**DIRECTIONS FOR THIS TASK**
Continue the mailing-list message on using hstore in PostgreSQL, picking up right after its final sentence.

**SELECTED PASSAGE**
[OSM-dev] Is there a way to use simple schema without hstore

Andreas Kalsch andreaskalsch at gmx.de
Fri Nov 19 09:25:37 GMT 2010


Am 19.11.10 10:06, schrieb Frederik Ramm:
> Hi,
>
> Andreas Kalsch wrote:
>> One simple answer: The drivers do not work appropriately with complex SQL data types. In PHP or 
>> node.js I will get a string that I have to parse, in MongoDB, I get a proper object or list. If I 
>> used hstore in a consequent way (I like consequence and unification), I would have sets in sets,
>
> It seems to me that you are mistaking "consequence" for "exaggeration". In many cases - especially 
> when dealing with large real-world datasets as opposed to a nice little hello-world application -, 
> a healthy compromise works better than grabbing one concept and trying to make the world fit that 
> concept.
I am sure there are some good uses for hstore, but as soon as you use it, you are waiting for 
something like a document-oriented database. I ask myself: Why do I need normal columns when there 
is hstore? Of course there are some answers like special indexing ... the fact: Intermingling both 
concepts inside one database will make queries and schema design more complex than necessary - many, 
many time-consuming choices you do not need to do in the NoSQL world. If you take a look at all 
Postgres data types, you have a myriad of choices. Often, a simple design will win, especially when 
you will build something more complex on top of it.

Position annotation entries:

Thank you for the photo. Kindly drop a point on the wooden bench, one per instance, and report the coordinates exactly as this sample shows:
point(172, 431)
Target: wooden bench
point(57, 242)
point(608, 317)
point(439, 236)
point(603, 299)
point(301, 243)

==

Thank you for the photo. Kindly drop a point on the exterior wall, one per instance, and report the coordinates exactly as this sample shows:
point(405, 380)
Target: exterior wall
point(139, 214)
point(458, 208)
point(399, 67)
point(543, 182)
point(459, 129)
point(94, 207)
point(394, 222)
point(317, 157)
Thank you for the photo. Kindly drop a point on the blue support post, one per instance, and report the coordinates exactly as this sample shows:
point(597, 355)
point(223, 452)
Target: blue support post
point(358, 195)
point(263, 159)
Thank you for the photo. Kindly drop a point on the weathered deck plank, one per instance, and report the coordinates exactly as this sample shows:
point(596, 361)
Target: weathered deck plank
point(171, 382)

**RESULT**
It's only one step away from switching to a document store.
Example for unnessessary complex schema design: 
http://wiki.openstreetmap.org/wiki/DE:HowTo_minutely_hstore

My personal point is that my system relies on the 0.36 schema and I simply cannot change all 
dependant scripts.
>
>> But just intermingling things for fun does not make the world better.
>
> I think you're misunderstanding. hstore has not been implemented for fun. (Are you aware that 
> PostgreSQL can extend column indexes to hstore keys?)
Probably I am wrong ... yes I know that you can index hstore with a GIST.
>
>> MongoDB, for example, unifies worlds by simply using JSON. I don't have to manually parse things 
>> I do not need to parse.
>
> In turn, you will have a hard time getting the performance required for a planet-wide application 
> out of MongoDB.
OK, can you explain further what the bottlenecks would be?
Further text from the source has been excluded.